Exercise task:
Please give the listing again, word for word, with nothing left out.

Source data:
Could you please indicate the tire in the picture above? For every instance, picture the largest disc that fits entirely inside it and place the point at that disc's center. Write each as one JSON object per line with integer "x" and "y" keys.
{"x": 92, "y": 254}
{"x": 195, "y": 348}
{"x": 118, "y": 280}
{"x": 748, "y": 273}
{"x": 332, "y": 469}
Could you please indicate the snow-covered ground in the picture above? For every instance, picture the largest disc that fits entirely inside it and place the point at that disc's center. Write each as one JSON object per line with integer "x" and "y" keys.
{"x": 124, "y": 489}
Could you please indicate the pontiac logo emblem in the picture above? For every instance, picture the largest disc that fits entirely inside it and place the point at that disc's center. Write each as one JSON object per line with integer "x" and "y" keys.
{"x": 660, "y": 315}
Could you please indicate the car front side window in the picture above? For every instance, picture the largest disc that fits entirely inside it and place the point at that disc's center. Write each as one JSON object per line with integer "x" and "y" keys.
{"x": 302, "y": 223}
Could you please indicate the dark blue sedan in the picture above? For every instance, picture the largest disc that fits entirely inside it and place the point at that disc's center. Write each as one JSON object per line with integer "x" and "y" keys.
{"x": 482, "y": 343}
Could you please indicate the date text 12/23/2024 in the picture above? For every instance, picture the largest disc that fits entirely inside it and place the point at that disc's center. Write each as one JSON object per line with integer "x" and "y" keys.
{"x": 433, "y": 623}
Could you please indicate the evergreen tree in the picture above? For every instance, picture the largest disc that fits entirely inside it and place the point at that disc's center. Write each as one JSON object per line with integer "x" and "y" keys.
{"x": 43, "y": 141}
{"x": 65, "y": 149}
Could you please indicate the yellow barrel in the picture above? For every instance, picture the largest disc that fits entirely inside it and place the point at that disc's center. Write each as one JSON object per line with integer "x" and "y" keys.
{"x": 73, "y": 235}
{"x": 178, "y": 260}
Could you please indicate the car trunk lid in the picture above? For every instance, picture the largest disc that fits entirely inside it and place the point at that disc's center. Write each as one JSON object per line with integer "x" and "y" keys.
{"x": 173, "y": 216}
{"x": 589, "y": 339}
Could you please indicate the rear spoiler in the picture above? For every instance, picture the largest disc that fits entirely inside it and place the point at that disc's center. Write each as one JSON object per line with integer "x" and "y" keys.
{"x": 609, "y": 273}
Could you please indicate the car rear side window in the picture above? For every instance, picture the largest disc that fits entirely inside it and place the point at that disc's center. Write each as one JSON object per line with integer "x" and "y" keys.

Written response:
Could you please indicate the tire in the picture above? For every instance, picture the largest disc that fits entirely inside it and place the point at that disc's center. Write each as one JSON object per line with integer "x" and "y" keys.
{"x": 92, "y": 254}
{"x": 195, "y": 348}
{"x": 118, "y": 280}
{"x": 748, "y": 273}
{"x": 332, "y": 469}
Could you please indicate the snow-covered ground in the picture above? For every instance, picture the largest disc that fits entirely inside it and place the point at that disc's center. Write each as one JSON object per line with integer "x" and "y" keys.
{"x": 124, "y": 489}
Could you please indicate the pontiac logo emblem in the picture above? For every instance, picture the largest disc that fits entirely inside it and place the point at that disc's center. Write each as one JSON object per line with integer "x" and "y" keys.
{"x": 660, "y": 315}
Could you please indicate the car front side window in the picture above? For every instance, picture the largest disc that fits entirely inside it and place the point at that disc's center. Write each as one JSON object per line with integer "x" and "y" keys.
{"x": 302, "y": 223}
Could you please indicate the dark blue sedan in the picture above? For every instance, picture the largest disc that fits entirely inside it and place the point at that disc's center. Write each as one JSON object per line with integer "x" and "y" keys.
{"x": 482, "y": 343}
Could you please indicate the date text 12/23/2024 in the picture above? For every instance, picture the largest disc that fits entirely inside it and place the point at that disc's center. Write each as one JSON object per line with integer "x" and "y" keys.
{"x": 433, "y": 623}
Could you please indicate the evergreen tree in the picture above? For every instance, picture the largest disc that fits entirely inside it and place the point at that disc's center. Write each as one JSON object per line with integer "x" and "y" keys.
{"x": 43, "y": 141}
{"x": 65, "y": 149}
Could you please indicate the yellow barrel in the picture above? For every instance, picture the largest disc that fits entirely inside it and place the point at that disc's center. Write each as one JSON object per line with integer "x" and "y" keys.
{"x": 73, "y": 235}
{"x": 178, "y": 260}
Could you please indicate the car trunk lid in the picture above? For every instance, picture the largest disc that fits entirely inside it and place the point at that disc's center. Write each as one JSON object per line with integer "x" and "y" keys.
{"x": 173, "y": 216}
{"x": 589, "y": 339}
Could you please indicate the rear spoiler in the picture above? For every instance, picture the largest disc that fits entirely inside it and place the point at that disc's center. Write each as one JSON object per line with integer "x" and "y" keys.
{"x": 609, "y": 273}
Could you please indicate the car rear side window in the picture above? For every instance, picture the largest disc that fits entirely inside it and place the point at that disc's center. Write each as one JSON object per line with integer "x" and "y" keys.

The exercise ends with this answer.